:: Texto dado ::

Raúl Méndez Moncada fue un estimado sacerdote. Una autoridad moral de los andes venezolanos, donde formó a no pocas generaciones, que incluye tanto a las más jóvenes como a las del clero del que era decano.

Nunca se retiró… Pues más que un trabajo, su labor de pastoreo fue una pasión característica de su sacerdocio. Y su modelo de santidad es motivo de alegría para viejas y nuevas y generaciones. Vivió para Dios, con la alegría que lo marcó su ordenación sacerdotal.

Enseñaba que “la clave de una vida sana y prolongada es la oración, un profundo amor a Dios, los valores como el respeto, dormir apenas lo necesario para el descanso, comer sin excesos y caminar mucho”.

Fue un profundo enamorado de la naturaleza y hacía uso de su autoridad moral para defender la verdad cuando lo creía necesario. En sus últimos años hablaba poco, “pero cuando lo hacía todos guardaban silencio”.

“Sus gestos hablan por él, al igual que su vida, ya convertida ella misma en oración”, indicaba este servidor en una conmovedora historia que inspira sobre abuelos centenarios publicada en Aleteia.

Más vigente que nunca, hoy cuando se despide para volver a los brazos de Dios, compartimos una de las más bellas piezas de su dominical “Carta Familiar”, un escrito de gran gran riqueza, con extraordinarias enseñanzas:

Las madres presentando sus hijitos a Dios en el templo. ¡Qué cuadro más hermoso! Ese debe ser el papel de las madres: llevar sus hijos a Dios desde pequeños. François Coppe, el gran escritor y poeta francés del siglo pasado, tiene una bella página que quiero transcribirles:

“De todos los espectáculos que puede ofrecer el género humano, ¿hay alguno más conmovedor, más suave y atractivo, que un niño que reza? Su madre lo ha puesto de rodillas sobre su camita, le ha hecho juntar sus manecitas y le enseña a pronunciar, una a una, las palabras de una breve oración; ésta será por ejemplo, si es muy pequeño: ‘Jesús, José y María, os doy el corazón y el alma mía’ o si es mayorcito, el sublime Padrenuestro y el Ave María”

Por la mañana el niño levanta su carita al cielo azul, cuya pureza se refleja en el cristal inmaculado de sus ojos; y por la noche, a la apacible luz de la lámpara, en la pieza templada y tranquila, parece que un ángel asiste en las sombras, a la deliciosa escena para dar testimonio en el paraíso de este adorable acto de fe.

Sin duda, el niño no comprende todavía las palabras sagradas que pronuncia, pero sabe que su madre se complace en oírselas repetir; la mira sonriente, dejando ver que sus caricias son más tiernas; y junto a ese corazón que late, junto a ese seno tibio, respirando esa atmósfera de amor de y piedad, se despierta en su alma el instinto religioso.

En cuanto a esa madre feliz no hay en su vida instante más dulce que aquel en que presenta ante Dios a su niño con las manos juntas y arrodillado en su pequeña cama. ¡Qué inmensa dicha rezar con él, por él y para él!

:::

▶ _Enunciado a_
Muestra cada línea de las filas de abajo que contenga la cadena "brass". Ten en cuenta mayúsculas y minúsculas.

:: Material proporcionado ::

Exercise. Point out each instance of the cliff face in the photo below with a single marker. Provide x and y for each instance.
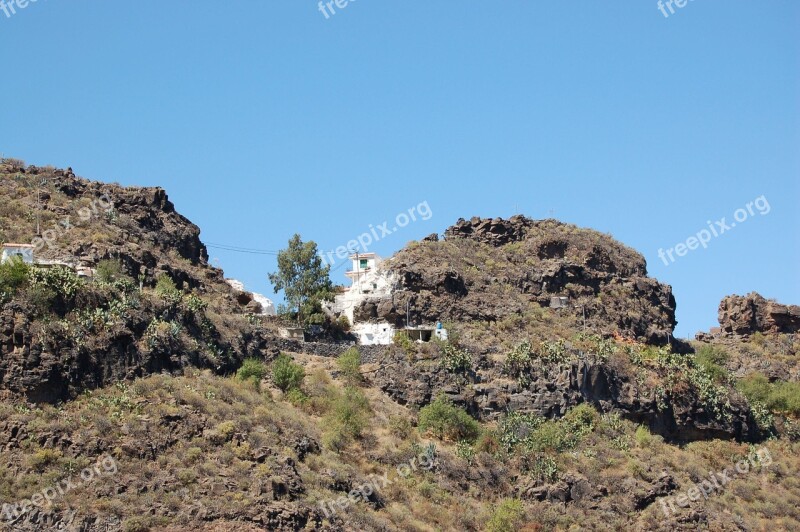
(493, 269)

:::
:: Material proporcionado ::

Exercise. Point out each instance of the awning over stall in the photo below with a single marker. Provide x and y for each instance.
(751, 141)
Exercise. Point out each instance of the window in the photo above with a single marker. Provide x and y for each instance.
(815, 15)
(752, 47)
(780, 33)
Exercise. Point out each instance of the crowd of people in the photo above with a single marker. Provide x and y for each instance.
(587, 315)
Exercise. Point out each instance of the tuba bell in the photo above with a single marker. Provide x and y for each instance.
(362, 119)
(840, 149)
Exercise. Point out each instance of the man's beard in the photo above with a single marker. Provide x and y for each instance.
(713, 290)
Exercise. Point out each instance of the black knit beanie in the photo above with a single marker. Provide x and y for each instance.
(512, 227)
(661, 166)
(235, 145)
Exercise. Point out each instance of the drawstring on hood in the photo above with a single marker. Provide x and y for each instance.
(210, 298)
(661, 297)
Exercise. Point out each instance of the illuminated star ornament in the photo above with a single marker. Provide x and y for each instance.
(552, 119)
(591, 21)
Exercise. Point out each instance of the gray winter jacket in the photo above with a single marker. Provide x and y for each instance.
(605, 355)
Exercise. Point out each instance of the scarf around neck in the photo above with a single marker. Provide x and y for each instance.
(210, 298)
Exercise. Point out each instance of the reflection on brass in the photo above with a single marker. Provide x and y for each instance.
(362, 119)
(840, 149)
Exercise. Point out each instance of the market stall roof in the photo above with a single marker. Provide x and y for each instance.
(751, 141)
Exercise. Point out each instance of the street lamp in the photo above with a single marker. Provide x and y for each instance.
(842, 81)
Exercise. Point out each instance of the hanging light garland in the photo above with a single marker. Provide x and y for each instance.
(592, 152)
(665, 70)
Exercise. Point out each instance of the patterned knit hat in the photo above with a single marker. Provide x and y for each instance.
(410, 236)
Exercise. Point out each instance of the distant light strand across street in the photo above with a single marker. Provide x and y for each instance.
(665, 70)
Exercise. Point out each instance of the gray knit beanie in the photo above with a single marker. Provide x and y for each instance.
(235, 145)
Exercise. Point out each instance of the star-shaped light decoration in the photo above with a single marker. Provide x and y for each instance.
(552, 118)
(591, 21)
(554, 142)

:::
:: Material proporcionado ::

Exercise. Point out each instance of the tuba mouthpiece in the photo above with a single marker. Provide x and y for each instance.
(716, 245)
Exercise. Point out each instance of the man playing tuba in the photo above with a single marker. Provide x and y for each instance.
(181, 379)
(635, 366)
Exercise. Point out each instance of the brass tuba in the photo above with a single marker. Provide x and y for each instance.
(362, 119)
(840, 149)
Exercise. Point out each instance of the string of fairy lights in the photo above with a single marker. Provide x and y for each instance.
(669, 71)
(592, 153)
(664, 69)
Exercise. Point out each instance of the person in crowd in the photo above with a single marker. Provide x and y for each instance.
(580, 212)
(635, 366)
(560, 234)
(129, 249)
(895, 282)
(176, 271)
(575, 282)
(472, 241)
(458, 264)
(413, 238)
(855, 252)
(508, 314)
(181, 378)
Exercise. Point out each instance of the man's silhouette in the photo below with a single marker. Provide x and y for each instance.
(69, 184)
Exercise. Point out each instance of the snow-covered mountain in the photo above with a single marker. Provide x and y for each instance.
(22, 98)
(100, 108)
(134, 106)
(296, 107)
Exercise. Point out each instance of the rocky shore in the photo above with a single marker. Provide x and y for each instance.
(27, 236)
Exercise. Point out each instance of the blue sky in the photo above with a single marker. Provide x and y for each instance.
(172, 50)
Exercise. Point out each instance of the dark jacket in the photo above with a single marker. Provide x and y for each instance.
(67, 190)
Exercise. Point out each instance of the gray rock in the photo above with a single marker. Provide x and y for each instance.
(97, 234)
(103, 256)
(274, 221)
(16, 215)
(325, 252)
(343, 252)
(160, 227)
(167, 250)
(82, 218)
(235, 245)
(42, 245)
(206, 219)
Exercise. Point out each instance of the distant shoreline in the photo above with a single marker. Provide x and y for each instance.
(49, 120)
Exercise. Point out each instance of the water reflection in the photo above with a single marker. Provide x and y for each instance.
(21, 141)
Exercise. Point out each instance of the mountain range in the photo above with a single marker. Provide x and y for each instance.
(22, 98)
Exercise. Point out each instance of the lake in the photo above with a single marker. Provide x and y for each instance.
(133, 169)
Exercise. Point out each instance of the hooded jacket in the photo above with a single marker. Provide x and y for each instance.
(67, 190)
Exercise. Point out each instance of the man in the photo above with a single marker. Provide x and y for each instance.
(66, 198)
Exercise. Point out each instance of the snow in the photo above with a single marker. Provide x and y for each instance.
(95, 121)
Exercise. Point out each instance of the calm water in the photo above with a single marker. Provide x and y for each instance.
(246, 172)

:::

▶ _Enunciado b_
Por favor, escribe la continuación del texto sobre Raúl Méndez Moncada, empezando justo después de su última oración.

▶ _Resultado final a_
Exercise. Point out each instance of the reflection on brass in the photo above with a single marker. Provide x and y for each instance.
Exercise. Point out each instance of the brass tuba in the photo above with a single marker. Provide x and y for each instance.

▶ _Resultado final b_
No siente en tales instantes ese respetuoso temor que nos inspira a veces la Divinidad. Su corazón rebosa de abandono y confianza porque está segura de que Dios oirá las plegarias que balbucea una boca tan pura, y no duda que Aquél, en quien residen la fuerza infinita y la ciencia absoluta se sentirá complacido por tanta inocencia y debilidad.

Además, en el cielo hay una Madre, la Virgen Santísima, que es fuente de toda gracia y sabrá obtener lo que le pide otra madre por medio de su hijo cándido y puro.

Sí, son de seguro muy agradables a Dios y se elevan como una nube de incienso hacia la gloria, las plegarias de todos los cristianos, los himnos litúrgicos de los sacerdotes, las armonías con que los órganos hacen vibrar las inmensas naves de las catedrales, los coros de los peregrinos que al encaminarse hacia algún santuario hacen resonar los ecos de las montañas, los sollozos de los desdichados, el llanto de los arrepentidos; las plegarias ardientes del monje y la religiosa, arrodillados en sus celdas…. sí, todos suben hasta el trono de Dios.

Pero Él ante todo es Padre, y entre el inmenso y eterno rumor de tantas voces que le alaban y bendicen, seguro estoy que oye con especial ternura las sencillas y casi inconscientes oraciones de los niños, que se confunden con el gorjeo de una inmensa multitud de pajarillos que se posan en los árboles.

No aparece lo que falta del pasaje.